══ Document text ══

The aforementioned model limitations broaden the outlook of required CFPv2 improvements, and any other DCM in general, for spatiotemporally small-scale applications.

Conclusions

A methodology for the application of joint-inversion to time-series data of hydrological and physicochemical state variables observed in karst systems was proposed. To illustrate and test the methodology, CFPv2 DCM was applied for the joint inversion of spring hydro-thermo-chemo-graphs in response to a sink-to-spring hydraulic and tracer injection experiment at a spatiotemporally small scale. Adopting a multimodel concept, different conduit configurations were considered and compared in terms of model inversion performance and parameter uncertainties, and forecast capability for a second, more complex experiment at the same site.

Although the forecast capability of all the variants was acceptable statistically speaking, the approach is preferably intended for interpretation, i.e., as an engineering calculator for site characterization, a screening tool for proof of concept, and diagnosis of potential structural inadequacies for a process-based DCM approach at spatiotemporally small-scale applications.

The main modeling outcomes for the studied case can be summarized as follows:

  1. 1.

    High certainty and uniqueness of estimated values for the conduit diameter of the tracer passage

  2. 2.

    Unlikely conduit restriction in the tracer passage

  3. 3.

    Potential inflow from both upstream and lateral conduits with higher support for contribution from the latter

  4. 4.

    Importance of conduit-associated drainable storage, CADS, in aquifer hydrodynamic behavior

  5. 5.

    The necessity of considering some additional surface areas for heat exchange

  6. 6.

    Importance of using heat data in joint inversion

  7. 7.

═══
══ Data records ══

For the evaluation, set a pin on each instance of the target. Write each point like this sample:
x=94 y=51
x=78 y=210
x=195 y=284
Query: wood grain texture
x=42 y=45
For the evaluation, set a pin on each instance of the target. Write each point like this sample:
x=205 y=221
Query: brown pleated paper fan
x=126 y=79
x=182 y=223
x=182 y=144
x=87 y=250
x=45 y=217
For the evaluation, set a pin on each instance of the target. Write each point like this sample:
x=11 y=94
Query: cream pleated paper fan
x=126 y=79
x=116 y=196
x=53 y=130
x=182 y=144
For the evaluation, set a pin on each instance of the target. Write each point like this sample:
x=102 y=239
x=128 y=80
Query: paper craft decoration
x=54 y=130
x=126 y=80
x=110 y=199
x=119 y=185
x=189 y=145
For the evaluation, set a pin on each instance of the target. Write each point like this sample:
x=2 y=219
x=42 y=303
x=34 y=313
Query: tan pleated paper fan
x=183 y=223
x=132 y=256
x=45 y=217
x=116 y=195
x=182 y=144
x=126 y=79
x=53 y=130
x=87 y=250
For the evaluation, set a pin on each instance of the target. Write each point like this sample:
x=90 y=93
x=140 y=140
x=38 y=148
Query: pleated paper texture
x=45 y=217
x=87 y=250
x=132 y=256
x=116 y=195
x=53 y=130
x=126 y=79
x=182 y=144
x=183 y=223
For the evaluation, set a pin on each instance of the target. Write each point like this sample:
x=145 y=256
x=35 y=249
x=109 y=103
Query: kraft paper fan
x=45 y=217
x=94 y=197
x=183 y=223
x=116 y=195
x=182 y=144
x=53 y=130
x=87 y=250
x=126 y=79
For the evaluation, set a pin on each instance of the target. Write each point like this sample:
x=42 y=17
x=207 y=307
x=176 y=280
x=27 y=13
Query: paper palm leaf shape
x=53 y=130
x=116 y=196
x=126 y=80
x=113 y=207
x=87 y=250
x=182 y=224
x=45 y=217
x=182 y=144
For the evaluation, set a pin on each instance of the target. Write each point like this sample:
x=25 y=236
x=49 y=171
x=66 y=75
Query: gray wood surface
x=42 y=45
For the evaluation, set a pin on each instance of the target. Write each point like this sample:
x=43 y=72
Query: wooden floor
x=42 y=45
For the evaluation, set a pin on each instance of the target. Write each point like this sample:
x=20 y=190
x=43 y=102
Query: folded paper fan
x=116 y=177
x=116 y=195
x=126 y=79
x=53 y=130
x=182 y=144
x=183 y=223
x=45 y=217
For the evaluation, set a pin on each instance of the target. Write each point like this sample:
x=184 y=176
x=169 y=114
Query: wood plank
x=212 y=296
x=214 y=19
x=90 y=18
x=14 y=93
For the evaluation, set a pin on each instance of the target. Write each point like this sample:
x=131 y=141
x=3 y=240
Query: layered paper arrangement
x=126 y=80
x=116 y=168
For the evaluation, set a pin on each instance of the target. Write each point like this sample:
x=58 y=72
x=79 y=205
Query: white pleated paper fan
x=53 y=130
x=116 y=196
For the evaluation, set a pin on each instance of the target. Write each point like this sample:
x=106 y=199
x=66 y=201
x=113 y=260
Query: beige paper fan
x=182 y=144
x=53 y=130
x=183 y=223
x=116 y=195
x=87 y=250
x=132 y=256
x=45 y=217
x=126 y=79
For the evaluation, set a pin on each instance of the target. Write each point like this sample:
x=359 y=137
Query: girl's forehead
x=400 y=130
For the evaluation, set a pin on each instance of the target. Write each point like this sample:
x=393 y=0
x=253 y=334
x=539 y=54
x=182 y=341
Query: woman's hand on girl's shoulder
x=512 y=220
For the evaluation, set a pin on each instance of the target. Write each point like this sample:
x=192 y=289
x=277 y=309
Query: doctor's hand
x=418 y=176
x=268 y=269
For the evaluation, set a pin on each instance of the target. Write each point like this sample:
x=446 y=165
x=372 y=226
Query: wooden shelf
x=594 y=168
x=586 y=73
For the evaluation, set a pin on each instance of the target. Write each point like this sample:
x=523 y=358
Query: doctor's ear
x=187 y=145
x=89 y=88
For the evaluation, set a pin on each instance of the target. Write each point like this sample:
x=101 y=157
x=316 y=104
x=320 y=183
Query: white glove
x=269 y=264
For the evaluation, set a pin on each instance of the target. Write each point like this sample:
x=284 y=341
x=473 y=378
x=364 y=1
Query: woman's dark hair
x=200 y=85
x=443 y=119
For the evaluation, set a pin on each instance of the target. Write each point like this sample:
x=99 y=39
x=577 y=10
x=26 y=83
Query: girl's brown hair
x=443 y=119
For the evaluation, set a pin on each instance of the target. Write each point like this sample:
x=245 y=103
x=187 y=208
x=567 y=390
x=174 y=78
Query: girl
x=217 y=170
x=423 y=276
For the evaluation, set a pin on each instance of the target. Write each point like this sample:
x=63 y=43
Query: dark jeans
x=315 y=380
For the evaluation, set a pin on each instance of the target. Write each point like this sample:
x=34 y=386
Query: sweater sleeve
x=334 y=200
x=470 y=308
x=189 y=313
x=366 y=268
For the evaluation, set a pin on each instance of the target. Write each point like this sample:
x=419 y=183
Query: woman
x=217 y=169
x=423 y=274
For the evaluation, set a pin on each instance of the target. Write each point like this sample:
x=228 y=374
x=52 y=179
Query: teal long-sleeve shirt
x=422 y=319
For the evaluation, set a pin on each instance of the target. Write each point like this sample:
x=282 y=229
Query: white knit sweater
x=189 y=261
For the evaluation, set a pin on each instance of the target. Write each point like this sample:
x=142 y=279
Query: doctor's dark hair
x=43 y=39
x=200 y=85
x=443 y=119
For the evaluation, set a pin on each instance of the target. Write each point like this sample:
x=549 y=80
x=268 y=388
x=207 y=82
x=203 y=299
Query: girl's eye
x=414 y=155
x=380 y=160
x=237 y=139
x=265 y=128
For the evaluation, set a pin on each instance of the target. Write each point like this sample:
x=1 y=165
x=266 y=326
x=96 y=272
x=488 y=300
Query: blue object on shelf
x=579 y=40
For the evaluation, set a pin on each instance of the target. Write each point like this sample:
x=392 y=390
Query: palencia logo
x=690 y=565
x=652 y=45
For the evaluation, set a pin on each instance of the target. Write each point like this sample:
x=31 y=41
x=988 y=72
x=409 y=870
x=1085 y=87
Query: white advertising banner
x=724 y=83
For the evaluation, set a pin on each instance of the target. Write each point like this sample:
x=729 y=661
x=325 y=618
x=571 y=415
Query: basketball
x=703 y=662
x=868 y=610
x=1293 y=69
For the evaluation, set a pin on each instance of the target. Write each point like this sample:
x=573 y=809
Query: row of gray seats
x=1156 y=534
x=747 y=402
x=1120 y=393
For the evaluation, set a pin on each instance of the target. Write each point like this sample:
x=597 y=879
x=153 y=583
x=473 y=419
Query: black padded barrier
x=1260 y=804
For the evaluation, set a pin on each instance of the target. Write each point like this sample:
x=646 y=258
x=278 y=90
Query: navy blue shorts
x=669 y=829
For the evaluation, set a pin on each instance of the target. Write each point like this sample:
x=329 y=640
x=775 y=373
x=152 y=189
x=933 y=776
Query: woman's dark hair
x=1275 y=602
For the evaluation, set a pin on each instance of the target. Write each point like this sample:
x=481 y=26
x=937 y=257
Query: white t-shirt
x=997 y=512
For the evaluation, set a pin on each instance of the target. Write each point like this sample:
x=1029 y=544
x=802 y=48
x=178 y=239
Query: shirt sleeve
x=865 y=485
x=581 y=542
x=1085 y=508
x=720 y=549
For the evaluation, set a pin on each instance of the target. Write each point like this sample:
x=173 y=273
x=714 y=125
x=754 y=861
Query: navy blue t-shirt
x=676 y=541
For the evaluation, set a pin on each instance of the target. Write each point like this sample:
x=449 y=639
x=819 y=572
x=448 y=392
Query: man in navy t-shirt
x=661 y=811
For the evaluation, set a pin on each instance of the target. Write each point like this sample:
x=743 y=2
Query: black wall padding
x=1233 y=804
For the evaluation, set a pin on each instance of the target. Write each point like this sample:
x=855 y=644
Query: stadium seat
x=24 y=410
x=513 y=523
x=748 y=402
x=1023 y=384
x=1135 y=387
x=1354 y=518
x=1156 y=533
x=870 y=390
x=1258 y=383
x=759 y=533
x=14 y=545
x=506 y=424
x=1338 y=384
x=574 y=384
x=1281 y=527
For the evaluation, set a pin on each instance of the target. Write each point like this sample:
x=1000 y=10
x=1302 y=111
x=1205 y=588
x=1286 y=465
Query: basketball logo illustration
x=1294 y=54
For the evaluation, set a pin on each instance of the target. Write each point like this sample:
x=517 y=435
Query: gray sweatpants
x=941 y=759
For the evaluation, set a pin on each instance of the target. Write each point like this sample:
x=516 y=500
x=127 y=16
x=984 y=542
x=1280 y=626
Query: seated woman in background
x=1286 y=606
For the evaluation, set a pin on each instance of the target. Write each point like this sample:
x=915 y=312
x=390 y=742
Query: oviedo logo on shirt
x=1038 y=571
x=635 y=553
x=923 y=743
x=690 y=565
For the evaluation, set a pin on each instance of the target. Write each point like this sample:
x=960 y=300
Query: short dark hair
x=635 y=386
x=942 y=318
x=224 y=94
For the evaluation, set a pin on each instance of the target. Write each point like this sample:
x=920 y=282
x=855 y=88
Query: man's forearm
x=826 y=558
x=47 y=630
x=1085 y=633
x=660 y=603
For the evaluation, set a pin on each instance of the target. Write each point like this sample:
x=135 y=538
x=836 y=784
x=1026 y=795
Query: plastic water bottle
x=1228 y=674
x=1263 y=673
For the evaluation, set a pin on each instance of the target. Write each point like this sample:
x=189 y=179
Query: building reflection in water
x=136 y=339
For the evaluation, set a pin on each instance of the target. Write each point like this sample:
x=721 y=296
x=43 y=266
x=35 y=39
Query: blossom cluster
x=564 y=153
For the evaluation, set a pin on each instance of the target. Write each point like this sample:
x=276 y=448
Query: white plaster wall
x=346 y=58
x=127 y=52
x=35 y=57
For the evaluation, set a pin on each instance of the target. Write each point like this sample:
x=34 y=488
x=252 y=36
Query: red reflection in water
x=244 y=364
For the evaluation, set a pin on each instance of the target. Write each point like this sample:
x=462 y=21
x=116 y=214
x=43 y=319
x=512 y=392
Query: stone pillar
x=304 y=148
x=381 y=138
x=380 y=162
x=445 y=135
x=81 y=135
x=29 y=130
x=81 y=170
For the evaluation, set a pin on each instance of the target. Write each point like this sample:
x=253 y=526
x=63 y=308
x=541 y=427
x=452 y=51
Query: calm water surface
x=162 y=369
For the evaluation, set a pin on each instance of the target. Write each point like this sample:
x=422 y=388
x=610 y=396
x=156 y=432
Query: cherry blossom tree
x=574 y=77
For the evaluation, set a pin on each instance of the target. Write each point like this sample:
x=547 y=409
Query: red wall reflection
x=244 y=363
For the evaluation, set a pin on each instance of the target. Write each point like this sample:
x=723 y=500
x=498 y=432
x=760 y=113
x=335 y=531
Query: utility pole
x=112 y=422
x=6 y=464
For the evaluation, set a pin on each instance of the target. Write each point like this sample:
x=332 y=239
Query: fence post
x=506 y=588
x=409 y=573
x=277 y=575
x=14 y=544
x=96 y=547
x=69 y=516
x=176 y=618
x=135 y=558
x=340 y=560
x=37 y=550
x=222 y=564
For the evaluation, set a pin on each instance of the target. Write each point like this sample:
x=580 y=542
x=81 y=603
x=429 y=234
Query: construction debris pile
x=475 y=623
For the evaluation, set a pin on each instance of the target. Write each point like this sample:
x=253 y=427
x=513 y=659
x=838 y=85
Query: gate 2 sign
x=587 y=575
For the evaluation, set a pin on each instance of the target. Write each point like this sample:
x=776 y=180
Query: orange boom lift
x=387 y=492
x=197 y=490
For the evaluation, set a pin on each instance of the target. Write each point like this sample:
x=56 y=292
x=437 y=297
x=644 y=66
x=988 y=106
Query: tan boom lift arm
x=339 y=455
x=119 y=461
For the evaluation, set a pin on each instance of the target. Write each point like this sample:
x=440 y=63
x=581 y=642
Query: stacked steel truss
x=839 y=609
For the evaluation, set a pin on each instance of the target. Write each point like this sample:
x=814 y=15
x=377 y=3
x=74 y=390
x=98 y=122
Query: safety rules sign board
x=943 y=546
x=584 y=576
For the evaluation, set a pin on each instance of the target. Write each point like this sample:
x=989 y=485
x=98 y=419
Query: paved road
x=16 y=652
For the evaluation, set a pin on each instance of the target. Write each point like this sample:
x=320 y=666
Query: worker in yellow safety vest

═══

Work task>
Answer these questions from the text on karst system modeling.
1. Which DCM was applied for the joint inversion of spring hydro-thermo-chemo-graphs?
2. Apart from model inversion performance and parameter uncertainties, on what basis were the different conduit configurations compared?
3. In the list of main modeling outcomes, what does CADS stand for?

Exercise result>
1. CFPv2.
2. Their forecast capability for a second, more complex experiment at the same site.
3. Conduit-associated drainable storage.